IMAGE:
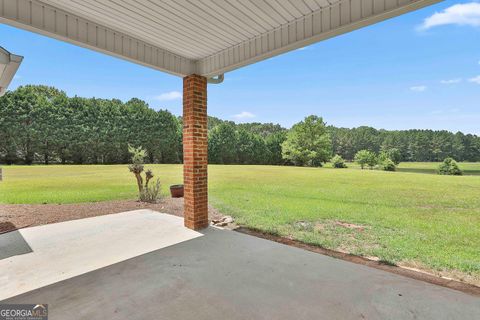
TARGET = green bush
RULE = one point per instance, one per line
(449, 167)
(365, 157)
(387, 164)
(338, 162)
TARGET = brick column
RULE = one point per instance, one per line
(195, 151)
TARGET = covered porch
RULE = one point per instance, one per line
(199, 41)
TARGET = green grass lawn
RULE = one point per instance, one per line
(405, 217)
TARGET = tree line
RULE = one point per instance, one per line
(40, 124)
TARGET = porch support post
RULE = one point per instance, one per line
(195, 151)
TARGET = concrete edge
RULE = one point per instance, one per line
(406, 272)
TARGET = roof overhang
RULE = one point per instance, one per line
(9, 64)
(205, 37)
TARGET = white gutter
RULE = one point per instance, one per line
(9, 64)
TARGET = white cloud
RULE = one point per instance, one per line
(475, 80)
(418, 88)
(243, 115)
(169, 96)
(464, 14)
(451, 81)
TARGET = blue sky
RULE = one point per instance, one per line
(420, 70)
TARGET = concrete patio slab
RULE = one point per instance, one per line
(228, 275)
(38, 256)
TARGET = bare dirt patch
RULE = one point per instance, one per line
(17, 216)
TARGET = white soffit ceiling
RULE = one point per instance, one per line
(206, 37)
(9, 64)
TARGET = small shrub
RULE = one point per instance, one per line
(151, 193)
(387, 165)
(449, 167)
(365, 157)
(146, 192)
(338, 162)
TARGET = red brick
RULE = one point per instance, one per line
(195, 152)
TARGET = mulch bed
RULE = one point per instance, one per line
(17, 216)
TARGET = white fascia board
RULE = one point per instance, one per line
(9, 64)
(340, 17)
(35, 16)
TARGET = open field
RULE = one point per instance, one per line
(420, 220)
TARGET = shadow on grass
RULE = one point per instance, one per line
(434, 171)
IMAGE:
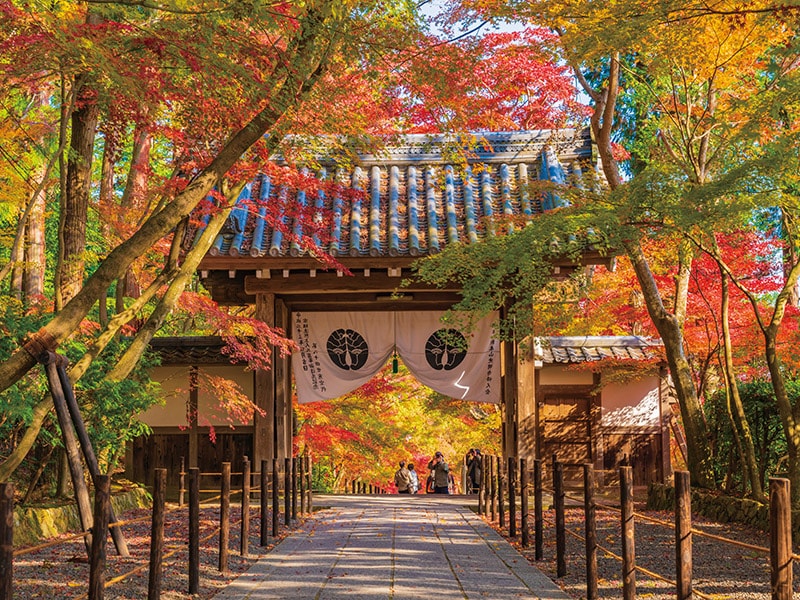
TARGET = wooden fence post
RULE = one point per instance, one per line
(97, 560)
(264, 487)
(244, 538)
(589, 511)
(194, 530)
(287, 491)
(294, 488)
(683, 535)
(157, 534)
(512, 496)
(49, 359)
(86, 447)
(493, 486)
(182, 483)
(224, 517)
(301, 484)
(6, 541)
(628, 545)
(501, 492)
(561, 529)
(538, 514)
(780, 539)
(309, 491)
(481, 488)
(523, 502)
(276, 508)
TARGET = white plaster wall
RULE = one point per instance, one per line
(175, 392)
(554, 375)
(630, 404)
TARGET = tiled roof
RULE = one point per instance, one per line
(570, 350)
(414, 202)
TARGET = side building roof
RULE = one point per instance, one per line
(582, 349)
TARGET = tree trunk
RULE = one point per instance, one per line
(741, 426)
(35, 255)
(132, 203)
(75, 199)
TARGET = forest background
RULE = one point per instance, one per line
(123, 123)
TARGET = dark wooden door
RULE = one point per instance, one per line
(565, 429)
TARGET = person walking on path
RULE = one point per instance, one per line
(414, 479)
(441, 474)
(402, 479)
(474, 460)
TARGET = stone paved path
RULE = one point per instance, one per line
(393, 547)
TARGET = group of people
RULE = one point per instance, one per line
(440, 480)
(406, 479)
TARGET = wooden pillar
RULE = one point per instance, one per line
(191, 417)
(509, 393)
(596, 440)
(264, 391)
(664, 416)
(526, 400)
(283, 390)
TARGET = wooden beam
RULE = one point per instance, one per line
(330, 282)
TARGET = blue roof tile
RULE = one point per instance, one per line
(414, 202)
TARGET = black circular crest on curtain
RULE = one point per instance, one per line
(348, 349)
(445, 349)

--- --- ---

▶ _Short problem_
Nothing but the lines from the line with "TARGET = forest background" to the last line of the listing above should appear; please retype them exactly, both ends included.

▶ _Written solution_
TARGET = forest background
RULE = one point per instance, one per line
(123, 123)
TARGET = dark wooden door
RULE = one point per instance, one per line
(565, 429)
TARGET = person walking on path
RULE = one point per instance, one per line
(414, 479)
(441, 474)
(402, 479)
(474, 460)
TARGET = stone paved path
RULE = one point per instance, one per line
(393, 547)
TARGET = group of people
RULE = one point per instance, one per line
(440, 480)
(406, 479)
TARGET = wooden pillar
RULE = one point per instance, one per line
(191, 417)
(509, 393)
(596, 440)
(264, 391)
(664, 416)
(526, 400)
(283, 390)
TARGET = wooden beam
RULE = one point per instance, one per line
(330, 282)
TARGET = blue roof tile
RULE = one point per instance, one per line
(414, 202)
TARGET = black circular crest on curtain
RULE = one point per instance, one per line
(348, 349)
(445, 349)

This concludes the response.